Work required ::
From the reader comments, reproduce the passage that opens with the words containing "Nelson is toast." and closes with "Great Chicago Hope.".

Passage provided ::
★ ★ ★
Robert Hanna clearly refuses to let mere facts get in the way of his preconceptions. Jon's reasons for opposing healthcare reform boil down to “Taxes might go up, and President Obama wanted to ram it through” -- which suggests he has the cognitive powers of a two-year-old. And Neloson himself is hardly the finest advertisement for the state.
#1 Posted by JG, CJR on Thu 15 Apr 2010 at 11:09 PM
The lack of intellect expressed by the health care commentary of the 'man in the street' in Omaha, is the fault of a terrible presentation by congress coupled with a "lazy" media. Todays journalist accepts balanced reporting of sound bites as a panacea, paying no attention that a lie told often enough becomes gospel.
#2 Posted by Hartley Lord, CJR on Fri 16 Apr 2010 at 09:34 AM
The person who wrote the above comment and is signed JG and is calling Nebraskans Morons, is totally out of line and their comments are as offensive as are the politics in DC. Nebraskans are hard working, honest, and dedicated Americans. The Morons in this country are those in DC. Before it is over we will all want to live in the culture of Nebraska. I miss those folks as I have been gone for several years, but I hope their commitment to honestry and to their Country becomes contagious. I hope we can survive as a nation for another 3 years.
#3 Posted by Joe Gallagher, CJR on Fri 16 Apr 2010 at 12:25 PM
Ms. Lieberman wrote: "No doubt that money would have helped the state treasury, but Nebraskans, despite their reputation for fiscal conservatism, would have none of it."
padikiller responds: Witness the fundamental disconnect between the "professional journalists" of the world and the man on the street...
Only in CJR-Land would snatching a $100,000,000 from the federal treasury in order to puff up the state treasury be equated to any sort of "fiscal conservatism".
Nelson is toast. Reid is toast.
It's not complicated. The majority of Americans do not support this collectivist power-grab in the name of "health reform". Not it Lincoln. Not in Las Vegas. Not even in Boston.
Barring a miracle, November will spell the beginning of the end for the Great Chicago Hope.
#4 Posted by padikiller, CJR on Sat 17 Apr 2010 at 02:35 PM
Some enlightened liblab will have to explain to me why we are supposed to be so outraged by private money in politics, but bribery with public money is just business as usual. The indictment includes lazy reporters who didn't see that to the public, bribery to try to buy votes with tax dollars is regarded as even worse than bribery with stockholders money. The more sophisticated Tea Partiers get it, while the naive and narrowly-focused lamestream urban media has to be hit over the head with public unhappiness before they grasp such matters.
#5 Posted by Mark Richard, CJR on Sat 17 Apr 2010 at 03:32 PM
Some enlightened liblab will have to explain to me why we are supposed to be so outraged by private money in politics, but bribery with public money is just business as usual. The indictment includes lazy reporters who didn't see that to the public, bribery to try to buy votes with tax dollars is regarded as even worse than bribery with stockholders money. The more sophisticated Tea Partiers get it, while the naive and narrowly-focused lamestream urban media has to be hit over the head with public unhappiness before they grasp such matters.
★ ★ ★
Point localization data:
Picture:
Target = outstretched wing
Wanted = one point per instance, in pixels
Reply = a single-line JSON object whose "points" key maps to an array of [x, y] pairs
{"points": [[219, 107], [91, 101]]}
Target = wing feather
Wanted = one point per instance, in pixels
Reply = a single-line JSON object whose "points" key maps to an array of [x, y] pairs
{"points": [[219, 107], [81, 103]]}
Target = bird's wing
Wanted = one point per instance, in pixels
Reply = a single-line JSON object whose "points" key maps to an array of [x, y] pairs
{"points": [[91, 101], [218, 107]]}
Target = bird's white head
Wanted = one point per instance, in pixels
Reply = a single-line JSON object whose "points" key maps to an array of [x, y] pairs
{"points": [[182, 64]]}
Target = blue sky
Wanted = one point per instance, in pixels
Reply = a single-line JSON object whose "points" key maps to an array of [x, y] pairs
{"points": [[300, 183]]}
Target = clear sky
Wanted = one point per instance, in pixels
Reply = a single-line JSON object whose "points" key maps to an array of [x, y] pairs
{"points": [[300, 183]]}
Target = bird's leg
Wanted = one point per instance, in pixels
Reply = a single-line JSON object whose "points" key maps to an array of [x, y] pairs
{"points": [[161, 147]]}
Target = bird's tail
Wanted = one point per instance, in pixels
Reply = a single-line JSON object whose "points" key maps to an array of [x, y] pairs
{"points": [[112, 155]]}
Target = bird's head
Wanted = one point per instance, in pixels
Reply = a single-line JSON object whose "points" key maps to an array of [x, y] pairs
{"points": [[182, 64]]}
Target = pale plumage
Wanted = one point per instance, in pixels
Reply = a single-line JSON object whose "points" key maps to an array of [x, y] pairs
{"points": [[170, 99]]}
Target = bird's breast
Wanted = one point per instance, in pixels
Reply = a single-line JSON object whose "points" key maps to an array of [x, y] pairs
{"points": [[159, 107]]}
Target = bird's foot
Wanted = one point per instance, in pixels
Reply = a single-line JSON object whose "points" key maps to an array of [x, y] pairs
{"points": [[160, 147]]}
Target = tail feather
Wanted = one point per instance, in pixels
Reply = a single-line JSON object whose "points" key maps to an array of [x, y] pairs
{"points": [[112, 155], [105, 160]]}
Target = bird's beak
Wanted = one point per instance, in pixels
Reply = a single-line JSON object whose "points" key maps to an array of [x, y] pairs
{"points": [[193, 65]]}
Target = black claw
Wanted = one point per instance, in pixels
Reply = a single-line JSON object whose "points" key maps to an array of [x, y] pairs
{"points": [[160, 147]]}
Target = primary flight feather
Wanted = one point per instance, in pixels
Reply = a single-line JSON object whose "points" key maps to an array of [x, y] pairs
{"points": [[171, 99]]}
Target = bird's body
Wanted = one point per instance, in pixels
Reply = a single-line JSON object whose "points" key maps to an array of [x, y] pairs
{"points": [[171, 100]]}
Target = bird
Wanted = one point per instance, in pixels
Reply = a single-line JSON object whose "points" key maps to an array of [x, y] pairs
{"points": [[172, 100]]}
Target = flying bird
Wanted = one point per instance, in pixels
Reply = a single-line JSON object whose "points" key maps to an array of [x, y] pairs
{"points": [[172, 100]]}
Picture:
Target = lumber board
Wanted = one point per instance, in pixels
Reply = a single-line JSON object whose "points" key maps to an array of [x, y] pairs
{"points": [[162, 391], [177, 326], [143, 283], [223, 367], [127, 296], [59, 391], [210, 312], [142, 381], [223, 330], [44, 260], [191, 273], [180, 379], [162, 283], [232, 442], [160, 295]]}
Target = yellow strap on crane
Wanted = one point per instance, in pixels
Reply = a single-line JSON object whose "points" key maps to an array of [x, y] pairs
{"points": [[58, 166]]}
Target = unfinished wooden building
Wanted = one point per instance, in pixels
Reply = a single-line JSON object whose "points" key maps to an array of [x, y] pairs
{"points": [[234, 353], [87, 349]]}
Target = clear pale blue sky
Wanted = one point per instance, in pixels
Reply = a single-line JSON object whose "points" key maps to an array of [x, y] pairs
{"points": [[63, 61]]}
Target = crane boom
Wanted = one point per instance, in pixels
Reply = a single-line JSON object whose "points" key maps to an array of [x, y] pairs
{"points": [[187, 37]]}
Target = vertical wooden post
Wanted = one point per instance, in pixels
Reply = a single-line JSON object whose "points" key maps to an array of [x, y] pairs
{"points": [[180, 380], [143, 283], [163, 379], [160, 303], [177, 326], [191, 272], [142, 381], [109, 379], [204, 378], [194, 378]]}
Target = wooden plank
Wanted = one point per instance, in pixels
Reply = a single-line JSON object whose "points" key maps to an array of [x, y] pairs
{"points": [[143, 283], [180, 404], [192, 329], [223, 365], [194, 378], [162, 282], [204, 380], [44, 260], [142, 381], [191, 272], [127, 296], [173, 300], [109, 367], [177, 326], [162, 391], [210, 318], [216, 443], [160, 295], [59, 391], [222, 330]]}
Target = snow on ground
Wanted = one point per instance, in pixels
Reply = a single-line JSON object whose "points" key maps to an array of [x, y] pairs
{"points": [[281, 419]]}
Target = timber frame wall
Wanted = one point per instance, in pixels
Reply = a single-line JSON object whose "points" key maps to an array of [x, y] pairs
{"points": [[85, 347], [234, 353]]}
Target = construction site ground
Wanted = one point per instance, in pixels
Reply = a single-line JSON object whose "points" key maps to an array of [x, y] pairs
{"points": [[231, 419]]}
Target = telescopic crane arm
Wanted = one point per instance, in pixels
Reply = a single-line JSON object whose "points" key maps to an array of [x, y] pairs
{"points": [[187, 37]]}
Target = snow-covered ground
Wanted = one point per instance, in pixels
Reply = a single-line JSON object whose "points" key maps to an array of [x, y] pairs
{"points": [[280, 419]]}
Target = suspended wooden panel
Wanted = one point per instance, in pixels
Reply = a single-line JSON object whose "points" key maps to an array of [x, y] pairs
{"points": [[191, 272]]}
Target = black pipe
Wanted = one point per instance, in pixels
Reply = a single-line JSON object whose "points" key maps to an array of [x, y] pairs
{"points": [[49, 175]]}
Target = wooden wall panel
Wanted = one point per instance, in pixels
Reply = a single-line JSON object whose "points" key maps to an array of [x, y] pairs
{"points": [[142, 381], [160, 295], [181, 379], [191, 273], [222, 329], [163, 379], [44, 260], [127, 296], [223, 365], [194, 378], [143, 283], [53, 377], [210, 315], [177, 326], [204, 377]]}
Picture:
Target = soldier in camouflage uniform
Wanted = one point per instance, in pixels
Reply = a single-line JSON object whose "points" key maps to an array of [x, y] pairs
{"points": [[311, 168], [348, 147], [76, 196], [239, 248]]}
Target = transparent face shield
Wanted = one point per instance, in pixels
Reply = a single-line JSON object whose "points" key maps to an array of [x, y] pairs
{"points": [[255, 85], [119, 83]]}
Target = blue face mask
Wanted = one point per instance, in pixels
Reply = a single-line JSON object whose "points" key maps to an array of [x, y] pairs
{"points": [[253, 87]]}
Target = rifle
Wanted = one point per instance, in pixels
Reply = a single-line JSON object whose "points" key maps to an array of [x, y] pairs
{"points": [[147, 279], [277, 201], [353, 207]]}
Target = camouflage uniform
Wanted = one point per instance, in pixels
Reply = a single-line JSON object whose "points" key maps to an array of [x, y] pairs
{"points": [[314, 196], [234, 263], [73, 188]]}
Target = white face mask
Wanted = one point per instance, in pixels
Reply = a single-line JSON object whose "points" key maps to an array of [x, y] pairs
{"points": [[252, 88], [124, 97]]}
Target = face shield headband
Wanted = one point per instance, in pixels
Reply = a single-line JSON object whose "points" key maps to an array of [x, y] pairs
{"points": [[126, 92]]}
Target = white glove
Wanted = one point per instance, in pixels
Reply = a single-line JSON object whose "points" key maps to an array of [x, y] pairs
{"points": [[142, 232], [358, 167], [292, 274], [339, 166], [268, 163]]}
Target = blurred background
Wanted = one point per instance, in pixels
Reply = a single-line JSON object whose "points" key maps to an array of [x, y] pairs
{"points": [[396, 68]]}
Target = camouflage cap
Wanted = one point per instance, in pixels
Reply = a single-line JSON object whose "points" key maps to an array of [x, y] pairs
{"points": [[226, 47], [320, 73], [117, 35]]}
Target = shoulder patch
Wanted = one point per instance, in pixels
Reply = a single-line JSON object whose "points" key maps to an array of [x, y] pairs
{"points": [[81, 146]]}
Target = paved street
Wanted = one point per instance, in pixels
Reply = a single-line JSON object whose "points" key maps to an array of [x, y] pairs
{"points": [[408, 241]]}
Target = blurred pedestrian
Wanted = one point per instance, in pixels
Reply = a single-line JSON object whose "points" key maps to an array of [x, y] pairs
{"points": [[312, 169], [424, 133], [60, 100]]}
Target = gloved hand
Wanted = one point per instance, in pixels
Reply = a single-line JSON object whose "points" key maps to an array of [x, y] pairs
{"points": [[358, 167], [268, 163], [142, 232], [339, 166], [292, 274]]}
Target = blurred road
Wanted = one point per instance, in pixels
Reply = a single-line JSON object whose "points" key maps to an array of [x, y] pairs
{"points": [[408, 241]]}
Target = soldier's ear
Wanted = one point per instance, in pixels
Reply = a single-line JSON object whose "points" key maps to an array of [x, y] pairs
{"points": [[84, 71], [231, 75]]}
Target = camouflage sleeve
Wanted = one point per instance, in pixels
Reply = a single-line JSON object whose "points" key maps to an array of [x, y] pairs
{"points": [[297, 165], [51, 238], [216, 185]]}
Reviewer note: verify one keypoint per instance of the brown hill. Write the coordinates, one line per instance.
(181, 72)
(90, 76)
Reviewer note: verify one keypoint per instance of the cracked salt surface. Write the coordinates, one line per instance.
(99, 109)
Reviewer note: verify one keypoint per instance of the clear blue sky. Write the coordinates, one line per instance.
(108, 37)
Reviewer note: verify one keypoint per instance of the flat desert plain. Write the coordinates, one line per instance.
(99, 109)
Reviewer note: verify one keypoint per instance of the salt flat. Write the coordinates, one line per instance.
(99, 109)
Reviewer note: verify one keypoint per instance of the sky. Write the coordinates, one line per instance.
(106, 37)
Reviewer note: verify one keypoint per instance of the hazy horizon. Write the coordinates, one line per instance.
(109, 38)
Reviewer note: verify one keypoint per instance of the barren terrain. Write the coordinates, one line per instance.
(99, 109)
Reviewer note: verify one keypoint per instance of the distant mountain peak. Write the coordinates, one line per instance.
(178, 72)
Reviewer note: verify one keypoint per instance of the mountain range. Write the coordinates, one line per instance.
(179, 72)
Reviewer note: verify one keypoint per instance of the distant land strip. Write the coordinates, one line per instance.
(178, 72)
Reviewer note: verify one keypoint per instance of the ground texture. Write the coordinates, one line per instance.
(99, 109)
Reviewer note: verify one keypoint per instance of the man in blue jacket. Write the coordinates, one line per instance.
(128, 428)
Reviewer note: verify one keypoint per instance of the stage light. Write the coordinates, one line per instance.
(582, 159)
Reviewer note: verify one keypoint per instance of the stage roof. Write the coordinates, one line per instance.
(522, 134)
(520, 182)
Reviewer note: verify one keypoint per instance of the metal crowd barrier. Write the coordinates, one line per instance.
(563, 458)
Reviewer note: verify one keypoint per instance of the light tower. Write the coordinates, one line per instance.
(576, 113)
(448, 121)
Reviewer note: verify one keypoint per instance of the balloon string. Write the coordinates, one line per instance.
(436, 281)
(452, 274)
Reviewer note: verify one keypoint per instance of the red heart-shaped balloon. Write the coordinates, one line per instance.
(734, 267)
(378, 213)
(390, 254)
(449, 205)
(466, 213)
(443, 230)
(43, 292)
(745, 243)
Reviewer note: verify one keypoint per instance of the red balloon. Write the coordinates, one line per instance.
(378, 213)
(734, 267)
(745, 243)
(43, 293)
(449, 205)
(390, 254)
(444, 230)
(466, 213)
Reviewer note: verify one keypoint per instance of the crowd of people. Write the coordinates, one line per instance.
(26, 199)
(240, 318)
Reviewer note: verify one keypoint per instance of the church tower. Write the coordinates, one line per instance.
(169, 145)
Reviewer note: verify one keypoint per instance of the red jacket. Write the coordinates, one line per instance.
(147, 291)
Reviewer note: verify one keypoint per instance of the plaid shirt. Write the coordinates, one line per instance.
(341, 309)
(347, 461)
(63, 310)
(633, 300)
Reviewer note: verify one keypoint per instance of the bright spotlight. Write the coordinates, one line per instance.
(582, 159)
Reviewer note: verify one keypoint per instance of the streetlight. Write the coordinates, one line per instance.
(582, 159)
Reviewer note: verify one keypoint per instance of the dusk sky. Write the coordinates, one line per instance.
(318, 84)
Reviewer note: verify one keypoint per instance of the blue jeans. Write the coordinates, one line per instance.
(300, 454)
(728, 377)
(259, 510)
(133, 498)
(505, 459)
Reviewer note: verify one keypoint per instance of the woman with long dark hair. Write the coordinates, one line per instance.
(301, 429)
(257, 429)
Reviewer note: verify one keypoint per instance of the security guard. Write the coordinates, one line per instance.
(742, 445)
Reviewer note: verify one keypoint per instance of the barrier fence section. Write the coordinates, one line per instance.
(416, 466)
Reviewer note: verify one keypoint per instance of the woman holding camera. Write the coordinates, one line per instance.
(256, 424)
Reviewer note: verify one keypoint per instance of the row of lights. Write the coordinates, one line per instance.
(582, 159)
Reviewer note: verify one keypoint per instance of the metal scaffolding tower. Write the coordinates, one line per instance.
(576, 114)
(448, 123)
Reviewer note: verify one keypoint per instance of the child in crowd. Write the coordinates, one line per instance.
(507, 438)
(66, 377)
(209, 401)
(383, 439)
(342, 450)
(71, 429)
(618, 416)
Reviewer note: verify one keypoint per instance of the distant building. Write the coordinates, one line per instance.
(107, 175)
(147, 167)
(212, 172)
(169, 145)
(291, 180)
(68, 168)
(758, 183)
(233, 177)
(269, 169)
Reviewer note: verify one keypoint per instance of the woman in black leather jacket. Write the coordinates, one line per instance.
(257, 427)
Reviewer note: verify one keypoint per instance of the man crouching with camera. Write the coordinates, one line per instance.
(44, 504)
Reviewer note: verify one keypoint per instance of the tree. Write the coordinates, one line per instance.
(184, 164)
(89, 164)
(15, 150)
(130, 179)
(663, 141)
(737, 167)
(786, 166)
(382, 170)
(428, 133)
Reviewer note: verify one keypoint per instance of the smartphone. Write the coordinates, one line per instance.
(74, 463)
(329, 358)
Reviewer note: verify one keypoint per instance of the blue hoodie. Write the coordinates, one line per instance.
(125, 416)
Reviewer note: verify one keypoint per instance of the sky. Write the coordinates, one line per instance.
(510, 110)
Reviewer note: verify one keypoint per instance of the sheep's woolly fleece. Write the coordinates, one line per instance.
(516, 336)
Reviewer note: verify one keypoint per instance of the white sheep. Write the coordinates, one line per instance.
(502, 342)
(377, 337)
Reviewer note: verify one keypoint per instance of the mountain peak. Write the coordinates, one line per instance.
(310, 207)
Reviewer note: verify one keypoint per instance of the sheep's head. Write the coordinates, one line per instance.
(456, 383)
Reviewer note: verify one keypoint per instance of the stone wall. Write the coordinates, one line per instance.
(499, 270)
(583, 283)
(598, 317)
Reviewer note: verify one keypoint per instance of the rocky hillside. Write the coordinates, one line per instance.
★ ★ ★
Result of this task ::
Nelson is toast. Reid is toast.
It's not complicated. The majority of Americans do not support this collectivist power-grab in the name of "health reform". Not it Lincoln. Not in Las Vegas. Not even in Boston.
Barring a miracle, November will spell the beginning of the end for the Great Chicago Hope.